**TASK DESCRIPTION:** Output each line of the data below exactly as it appears, with no changes.

Excerpts of location labeling data:
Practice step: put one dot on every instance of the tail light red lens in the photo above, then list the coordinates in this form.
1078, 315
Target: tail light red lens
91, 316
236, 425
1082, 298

**ANSWER FOR THE TASK:**
Practice step: put one dot on every instance of the tail light red lens in the photo above, then list the coordinates in this form.
1078, 315
Target: tail light red lens
91, 316
236, 425
1082, 298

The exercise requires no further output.